Listed records
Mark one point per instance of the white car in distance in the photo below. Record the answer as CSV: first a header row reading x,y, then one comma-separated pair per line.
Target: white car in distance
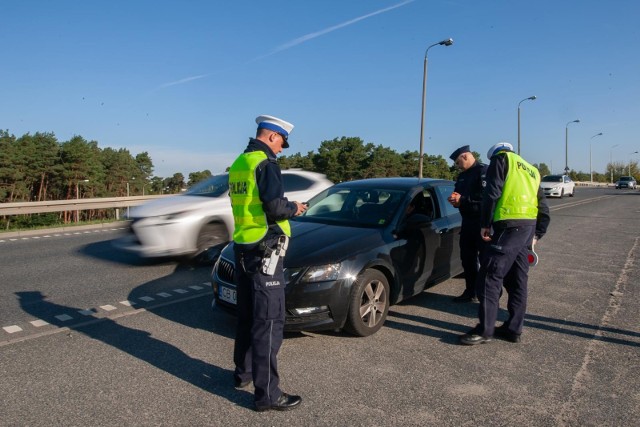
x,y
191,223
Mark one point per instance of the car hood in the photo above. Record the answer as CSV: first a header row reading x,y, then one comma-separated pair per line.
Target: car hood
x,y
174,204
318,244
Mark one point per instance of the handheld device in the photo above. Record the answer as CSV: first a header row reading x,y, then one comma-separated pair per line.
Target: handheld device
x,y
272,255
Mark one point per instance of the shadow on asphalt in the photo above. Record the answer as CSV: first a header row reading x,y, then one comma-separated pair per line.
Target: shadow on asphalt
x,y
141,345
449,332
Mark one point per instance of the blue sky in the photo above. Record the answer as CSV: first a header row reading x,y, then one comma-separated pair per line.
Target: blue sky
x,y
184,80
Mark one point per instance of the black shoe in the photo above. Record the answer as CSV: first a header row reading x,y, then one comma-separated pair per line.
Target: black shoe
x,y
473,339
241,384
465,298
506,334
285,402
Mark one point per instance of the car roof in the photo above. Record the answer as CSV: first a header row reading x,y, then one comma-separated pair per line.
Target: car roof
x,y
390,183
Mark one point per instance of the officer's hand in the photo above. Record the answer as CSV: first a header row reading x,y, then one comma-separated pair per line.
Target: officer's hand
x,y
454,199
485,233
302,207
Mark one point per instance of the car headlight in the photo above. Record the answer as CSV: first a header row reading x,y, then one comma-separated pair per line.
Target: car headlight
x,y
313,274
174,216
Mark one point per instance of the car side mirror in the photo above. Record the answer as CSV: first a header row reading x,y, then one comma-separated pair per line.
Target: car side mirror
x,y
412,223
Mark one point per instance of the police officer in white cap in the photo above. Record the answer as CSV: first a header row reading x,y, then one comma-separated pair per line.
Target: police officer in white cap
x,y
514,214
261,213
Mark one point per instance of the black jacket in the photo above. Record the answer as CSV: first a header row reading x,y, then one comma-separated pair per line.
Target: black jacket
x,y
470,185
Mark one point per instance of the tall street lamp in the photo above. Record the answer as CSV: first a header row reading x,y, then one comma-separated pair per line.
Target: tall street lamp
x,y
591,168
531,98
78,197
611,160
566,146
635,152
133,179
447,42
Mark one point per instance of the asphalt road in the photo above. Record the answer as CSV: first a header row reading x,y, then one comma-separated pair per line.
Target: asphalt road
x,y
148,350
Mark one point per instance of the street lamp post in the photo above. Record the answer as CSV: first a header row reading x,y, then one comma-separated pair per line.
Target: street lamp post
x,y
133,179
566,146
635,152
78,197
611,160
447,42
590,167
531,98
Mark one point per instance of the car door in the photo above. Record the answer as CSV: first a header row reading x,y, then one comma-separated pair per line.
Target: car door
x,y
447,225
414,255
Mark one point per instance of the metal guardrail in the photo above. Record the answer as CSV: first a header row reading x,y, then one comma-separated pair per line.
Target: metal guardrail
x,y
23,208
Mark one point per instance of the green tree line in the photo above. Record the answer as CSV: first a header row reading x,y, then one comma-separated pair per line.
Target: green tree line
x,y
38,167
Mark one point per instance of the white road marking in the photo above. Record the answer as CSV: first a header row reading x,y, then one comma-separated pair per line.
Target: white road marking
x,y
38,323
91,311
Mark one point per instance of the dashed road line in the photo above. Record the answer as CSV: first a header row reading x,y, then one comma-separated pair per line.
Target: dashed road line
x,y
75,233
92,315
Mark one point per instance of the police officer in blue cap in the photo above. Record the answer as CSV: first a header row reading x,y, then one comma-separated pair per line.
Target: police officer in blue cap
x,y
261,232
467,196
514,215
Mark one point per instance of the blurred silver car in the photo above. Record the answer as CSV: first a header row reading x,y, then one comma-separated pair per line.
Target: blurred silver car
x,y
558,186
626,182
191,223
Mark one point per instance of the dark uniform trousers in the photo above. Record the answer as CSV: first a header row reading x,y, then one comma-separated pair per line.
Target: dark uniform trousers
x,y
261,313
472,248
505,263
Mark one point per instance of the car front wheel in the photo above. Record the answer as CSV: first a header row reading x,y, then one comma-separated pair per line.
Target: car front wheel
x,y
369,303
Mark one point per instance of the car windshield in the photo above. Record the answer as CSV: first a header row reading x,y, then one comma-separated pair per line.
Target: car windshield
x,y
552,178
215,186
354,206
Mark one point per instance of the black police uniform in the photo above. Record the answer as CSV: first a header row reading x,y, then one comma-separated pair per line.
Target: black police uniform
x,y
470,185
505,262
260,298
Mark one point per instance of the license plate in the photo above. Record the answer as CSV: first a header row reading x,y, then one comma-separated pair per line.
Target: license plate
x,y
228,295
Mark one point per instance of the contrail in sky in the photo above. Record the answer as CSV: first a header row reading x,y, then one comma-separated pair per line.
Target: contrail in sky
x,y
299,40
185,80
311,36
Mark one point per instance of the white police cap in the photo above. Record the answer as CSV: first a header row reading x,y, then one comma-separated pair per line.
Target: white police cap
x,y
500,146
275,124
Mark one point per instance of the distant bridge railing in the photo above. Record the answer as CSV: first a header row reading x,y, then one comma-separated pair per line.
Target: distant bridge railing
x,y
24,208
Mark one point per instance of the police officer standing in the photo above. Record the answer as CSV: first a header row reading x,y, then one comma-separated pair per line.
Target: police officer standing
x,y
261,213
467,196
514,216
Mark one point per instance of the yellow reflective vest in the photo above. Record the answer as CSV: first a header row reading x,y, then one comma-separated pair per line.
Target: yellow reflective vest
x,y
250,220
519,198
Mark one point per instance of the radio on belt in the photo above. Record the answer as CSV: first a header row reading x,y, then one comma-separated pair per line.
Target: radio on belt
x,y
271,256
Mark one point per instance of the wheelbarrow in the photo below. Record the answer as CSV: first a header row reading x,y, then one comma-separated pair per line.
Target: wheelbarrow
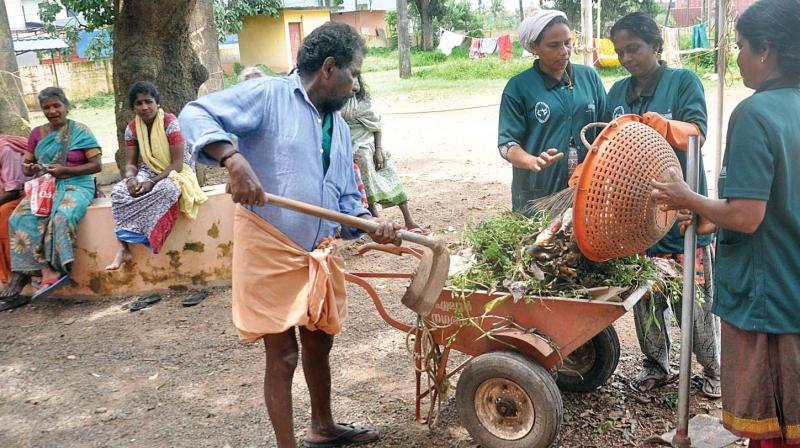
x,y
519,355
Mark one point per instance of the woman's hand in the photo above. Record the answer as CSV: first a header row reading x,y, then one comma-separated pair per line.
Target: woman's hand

---

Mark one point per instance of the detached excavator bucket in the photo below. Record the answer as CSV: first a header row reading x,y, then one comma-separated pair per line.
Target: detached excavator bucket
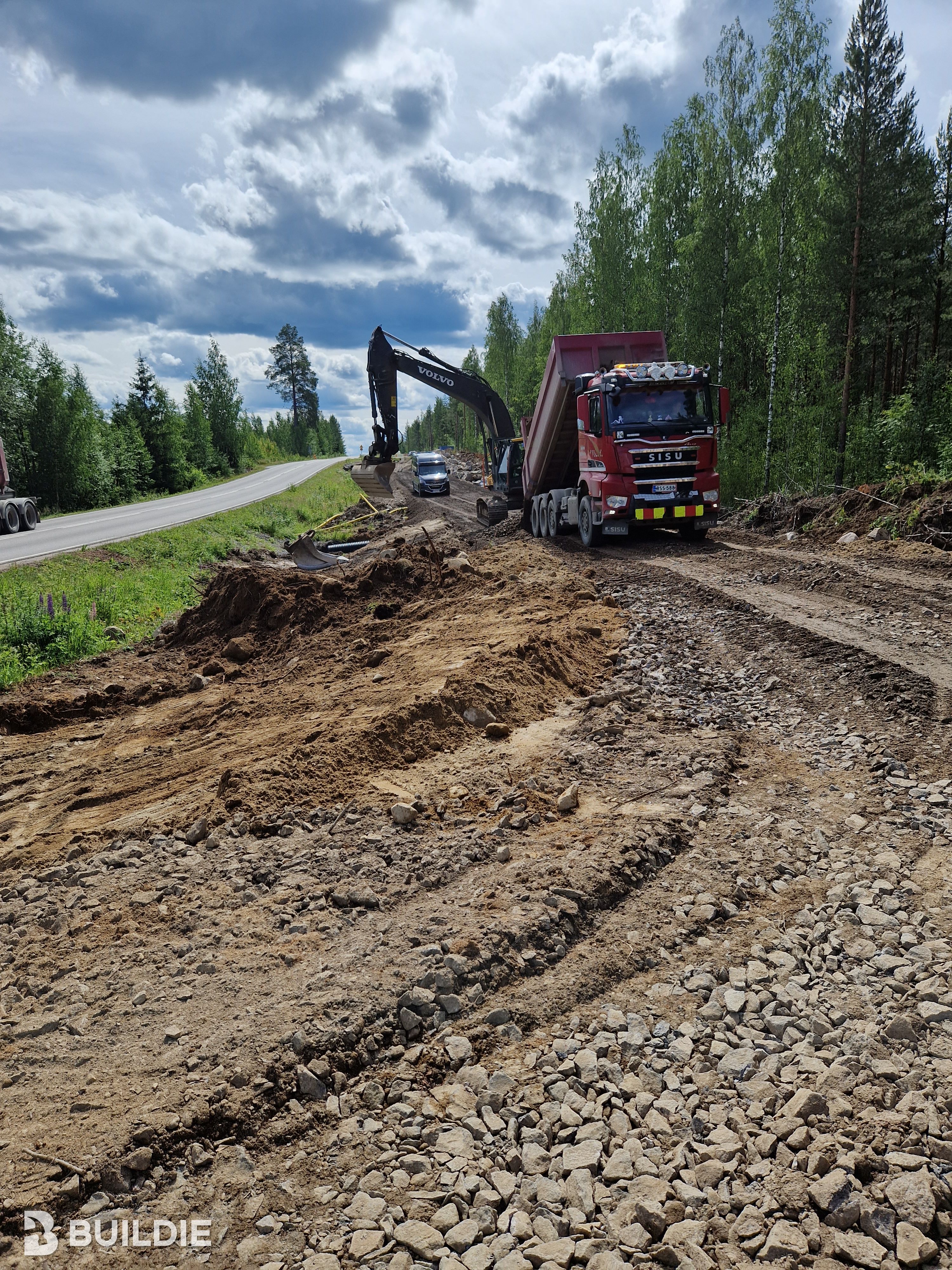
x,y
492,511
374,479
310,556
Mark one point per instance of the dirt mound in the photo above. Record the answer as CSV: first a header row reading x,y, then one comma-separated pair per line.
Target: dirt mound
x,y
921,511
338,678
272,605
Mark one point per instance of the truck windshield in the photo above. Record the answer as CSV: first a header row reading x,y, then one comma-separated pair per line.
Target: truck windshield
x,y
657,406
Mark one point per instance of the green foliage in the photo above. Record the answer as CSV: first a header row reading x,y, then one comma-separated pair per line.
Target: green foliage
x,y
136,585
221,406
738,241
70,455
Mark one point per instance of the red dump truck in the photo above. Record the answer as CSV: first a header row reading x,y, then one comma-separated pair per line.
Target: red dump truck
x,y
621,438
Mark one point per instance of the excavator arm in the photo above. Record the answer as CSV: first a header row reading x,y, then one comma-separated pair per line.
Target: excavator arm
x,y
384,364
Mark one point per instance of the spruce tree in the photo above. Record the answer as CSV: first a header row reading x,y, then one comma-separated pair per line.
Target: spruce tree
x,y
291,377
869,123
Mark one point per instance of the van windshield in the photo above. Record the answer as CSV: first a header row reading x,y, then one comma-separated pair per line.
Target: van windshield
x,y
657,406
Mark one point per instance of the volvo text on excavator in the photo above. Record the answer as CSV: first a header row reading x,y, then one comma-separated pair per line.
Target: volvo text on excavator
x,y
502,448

What you need to do
An exact copy of the lines above, from the one containing "Mark one point per instance of the van" down to the one containing "Mark one point per instance of the volvo" and including both, is the whole answer; retype it and nothing else.

Response to this exercise
Mark one point per instance of the van windshield in the photo above. Record the answer as CSV: first a header row reading x,y, then one comma-separated pair per line.
Target: van windshield
x,y
657,406
Mark one point per instance of the volvo text on excavator in the photo above. Record the answer as CSV: first a header row reading x,y, then one comma-separated pair per line.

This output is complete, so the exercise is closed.